INSTRUCTIONS TO FOLLOW: Convert each line of the records below into a JSON list of strings, one string per line, leaving out blank lines and any pictures.

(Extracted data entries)
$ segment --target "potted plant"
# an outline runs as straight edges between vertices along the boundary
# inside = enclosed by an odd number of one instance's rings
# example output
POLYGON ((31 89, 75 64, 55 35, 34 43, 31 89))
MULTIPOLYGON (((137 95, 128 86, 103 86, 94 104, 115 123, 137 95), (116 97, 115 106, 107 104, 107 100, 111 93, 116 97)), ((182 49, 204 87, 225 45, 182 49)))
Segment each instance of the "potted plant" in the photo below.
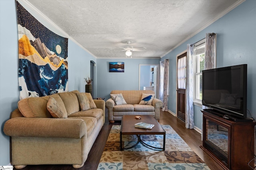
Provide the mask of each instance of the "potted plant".
POLYGON ((84 78, 84 82, 86 82, 85 85, 85 92, 86 93, 90 93, 92 96, 92 85, 91 83, 92 81, 92 79, 90 79, 89 76, 86 78, 84 78))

RESPONSE:
[
  "$ segment --target \"potted plant\"",
  "# an outline runs as straight edges between vertices along the boundary",
  "# inside = enclosed by an odd number of one instance's rings",
  "# example output",
  "POLYGON ((31 89, 75 64, 55 35, 34 43, 31 89))",
  "MULTIPOLYGON (((137 95, 128 86, 103 86, 94 104, 115 123, 137 95), (116 97, 115 106, 107 104, 107 100, 111 93, 116 97)), ((182 49, 204 87, 225 45, 182 49)))",
  "Segment each instance of the \"potted plant\" in the photo below.",
  "Provide the mask of each instance of the \"potted plant\".",
  "POLYGON ((84 78, 84 82, 86 82, 85 85, 85 92, 86 93, 90 93, 92 96, 92 85, 91 83, 92 81, 92 79, 90 79, 89 76, 86 78, 84 78))"
]